Below is some material; transcribe all of it exactly.

+++ Input rows

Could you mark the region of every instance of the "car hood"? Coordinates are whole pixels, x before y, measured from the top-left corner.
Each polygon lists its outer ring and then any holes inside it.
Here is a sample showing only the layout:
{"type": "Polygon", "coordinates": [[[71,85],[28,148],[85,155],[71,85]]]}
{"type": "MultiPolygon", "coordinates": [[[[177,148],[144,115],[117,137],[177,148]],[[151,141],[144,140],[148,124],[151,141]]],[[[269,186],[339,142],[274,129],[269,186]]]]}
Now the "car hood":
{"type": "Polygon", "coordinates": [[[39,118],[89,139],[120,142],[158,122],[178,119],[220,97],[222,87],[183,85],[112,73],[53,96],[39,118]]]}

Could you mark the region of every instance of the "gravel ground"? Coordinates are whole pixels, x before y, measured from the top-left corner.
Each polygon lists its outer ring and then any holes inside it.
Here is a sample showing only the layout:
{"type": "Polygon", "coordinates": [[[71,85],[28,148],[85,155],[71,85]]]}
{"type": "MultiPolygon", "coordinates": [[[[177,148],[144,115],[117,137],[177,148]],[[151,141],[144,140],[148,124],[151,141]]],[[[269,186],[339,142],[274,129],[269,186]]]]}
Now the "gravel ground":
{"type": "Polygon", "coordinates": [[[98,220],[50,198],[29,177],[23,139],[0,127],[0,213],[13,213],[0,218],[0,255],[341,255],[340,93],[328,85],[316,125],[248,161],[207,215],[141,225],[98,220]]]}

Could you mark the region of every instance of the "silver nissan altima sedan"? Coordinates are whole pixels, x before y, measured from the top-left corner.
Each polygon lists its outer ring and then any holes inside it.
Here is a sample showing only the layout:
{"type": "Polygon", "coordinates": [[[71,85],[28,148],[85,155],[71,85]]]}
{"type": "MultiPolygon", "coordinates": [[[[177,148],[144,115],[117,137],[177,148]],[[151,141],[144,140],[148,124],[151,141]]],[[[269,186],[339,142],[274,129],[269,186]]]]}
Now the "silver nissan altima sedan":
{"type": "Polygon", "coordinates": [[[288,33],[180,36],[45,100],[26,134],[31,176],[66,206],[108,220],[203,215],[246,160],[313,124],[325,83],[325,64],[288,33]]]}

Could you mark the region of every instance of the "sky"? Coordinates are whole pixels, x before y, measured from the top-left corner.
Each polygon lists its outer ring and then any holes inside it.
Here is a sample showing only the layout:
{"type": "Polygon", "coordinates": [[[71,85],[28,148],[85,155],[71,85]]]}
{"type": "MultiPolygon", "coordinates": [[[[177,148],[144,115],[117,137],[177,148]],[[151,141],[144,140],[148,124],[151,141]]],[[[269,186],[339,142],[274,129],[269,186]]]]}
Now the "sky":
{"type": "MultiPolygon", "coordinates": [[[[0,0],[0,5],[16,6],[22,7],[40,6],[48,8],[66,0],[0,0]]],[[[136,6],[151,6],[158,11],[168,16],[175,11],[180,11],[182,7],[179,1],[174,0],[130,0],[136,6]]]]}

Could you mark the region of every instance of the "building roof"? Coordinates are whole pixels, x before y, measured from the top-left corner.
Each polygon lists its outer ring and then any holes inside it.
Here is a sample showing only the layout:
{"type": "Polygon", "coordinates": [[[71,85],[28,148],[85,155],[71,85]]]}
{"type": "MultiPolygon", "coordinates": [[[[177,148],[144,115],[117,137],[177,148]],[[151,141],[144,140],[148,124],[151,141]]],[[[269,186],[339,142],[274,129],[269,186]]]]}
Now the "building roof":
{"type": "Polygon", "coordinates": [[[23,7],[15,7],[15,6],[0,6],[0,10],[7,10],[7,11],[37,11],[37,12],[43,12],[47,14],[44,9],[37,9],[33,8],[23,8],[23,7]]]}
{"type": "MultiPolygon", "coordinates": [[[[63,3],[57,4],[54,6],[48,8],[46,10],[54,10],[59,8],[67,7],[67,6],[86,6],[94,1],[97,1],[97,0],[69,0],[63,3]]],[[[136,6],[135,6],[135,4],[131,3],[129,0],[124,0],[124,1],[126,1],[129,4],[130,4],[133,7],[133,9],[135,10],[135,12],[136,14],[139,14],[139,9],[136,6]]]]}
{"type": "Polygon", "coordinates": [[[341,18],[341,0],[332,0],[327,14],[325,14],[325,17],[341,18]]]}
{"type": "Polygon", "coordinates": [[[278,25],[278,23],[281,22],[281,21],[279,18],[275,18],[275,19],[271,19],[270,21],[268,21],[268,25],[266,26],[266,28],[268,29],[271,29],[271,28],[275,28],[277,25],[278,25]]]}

++++++

Complete response:
Could you mark the region of every instance of the "car hood"? Coordinates are whole pixels, x before y, measured from the top-left corner.
Each polygon lists its outer ring and then any holes inside it.
Here is a sample showing only the layout:
{"type": "Polygon", "coordinates": [[[71,85],[28,148],[85,155],[71,85]]]}
{"type": "MultiPolygon", "coordinates": [[[[177,148],[144,115],[117,137],[177,148]],[[151,141],[144,140],[148,124],[151,141]]],[[[269,186],[339,142],[274,129],[269,186]]]]}
Now the "car hood":
{"type": "Polygon", "coordinates": [[[39,118],[89,139],[120,142],[158,122],[178,119],[220,97],[222,87],[183,85],[112,73],[53,96],[39,118]]]}

Could you mark the region of every instance of the "gravel ground"? Coordinates are whole pixels, x before y, measured from the top-left corner.
Each polygon lists its outer ring and then any holes inside it.
Here is a sample showing only the layout:
{"type": "Polygon", "coordinates": [[[71,85],[28,148],[85,155],[71,85]]]}
{"type": "MultiPolygon", "coordinates": [[[[177,148],[144,115],[117,137],[177,148]],[[151,141],[144,140],[148,124],[151,141]]],[[[269,186],[339,142],[274,129],[269,186]]]]}
Now the "gravel ground":
{"type": "Polygon", "coordinates": [[[98,220],[50,198],[29,177],[23,139],[0,127],[0,213],[13,213],[0,218],[0,255],[341,255],[340,93],[328,85],[316,125],[248,161],[207,215],[141,225],[98,220]]]}

Could you mark the region of every instance of the "silver nissan altima sedan"? Coordinates are whole pixels, x before y, measured from the top-left corner.
Each polygon lists its outer ring and then any holes inside it.
Here is a sample showing only the layout:
{"type": "Polygon", "coordinates": [[[71,85],[28,148],[85,155],[71,85]]]}
{"type": "MultiPolygon", "coordinates": [[[[177,148],[144,115],[117,137],[177,148]],[[151,141],[144,140],[148,124],[151,141]]],[[[269,186],[339,142],[274,129],[269,186]]]]}
Now the "silver nissan altima sedan":
{"type": "Polygon", "coordinates": [[[288,33],[180,36],[45,100],[26,134],[31,176],[66,206],[108,220],[203,215],[246,160],[313,124],[325,83],[325,64],[288,33]]]}

Could you mark the region of every instance of the "sky"? Coordinates are whole pixels, x before y, measured from the top-left corner.
Each polygon lists its outer ring and then any holes inside it.
Here is a sample showing only the layout:
{"type": "Polygon", "coordinates": [[[71,85],[28,148],[85,155],[71,85]]]}
{"type": "MultiPolygon", "coordinates": [[[[177,148],[144,115],[117,137],[177,148]],[[151,141],[144,140],[148,124],[151,141]]],[[[269,186],[339,142],[274,129],[269,186]]]]}
Now the "sky":
{"type": "MultiPolygon", "coordinates": [[[[0,0],[0,5],[16,6],[22,7],[40,6],[48,8],[66,0],[0,0]]],[[[136,6],[151,6],[158,11],[168,16],[175,11],[180,11],[182,7],[179,1],[174,0],[130,0],[136,6]]]]}

Could you mark the region of every instance of the "building roof"? Coordinates are whole pixels, x before y, measured from the top-left corner.
Each polygon lists its outer ring and then any holes inside it.
Here is a sample showing only the layout:
{"type": "Polygon", "coordinates": [[[71,85],[28,148],[85,155],[71,85]]]}
{"type": "MultiPolygon", "coordinates": [[[[177,148],[144,115],[117,137],[177,148]],[[151,141],[144,140],[148,124],[151,141]]],[[[269,186],[339,142],[274,129],[269,186]]]]}
Now the "building roof":
{"type": "Polygon", "coordinates": [[[23,7],[15,7],[15,6],[0,6],[0,10],[7,10],[7,11],[37,11],[37,12],[43,12],[47,14],[44,9],[37,9],[33,8],[23,8],[23,7]]]}
{"type": "MultiPolygon", "coordinates": [[[[63,3],[57,4],[54,6],[48,8],[46,10],[54,10],[59,8],[67,7],[67,6],[86,6],[94,1],[97,1],[97,0],[69,0],[63,3]]],[[[136,6],[135,6],[135,4],[131,3],[129,0],[124,0],[124,1],[126,1],[129,4],[130,4],[133,7],[133,9],[135,10],[135,12],[136,14],[139,14],[139,9],[136,6]]]]}
{"type": "Polygon", "coordinates": [[[341,18],[341,0],[332,0],[327,14],[325,14],[325,17],[341,18]]]}
{"type": "Polygon", "coordinates": [[[278,25],[278,23],[281,22],[281,21],[279,18],[275,18],[275,19],[271,19],[270,21],[268,21],[268,25],[266,26],[266,28],[268,29],[271,29],[271,28],[275,28],[277,25],[278,25]]]}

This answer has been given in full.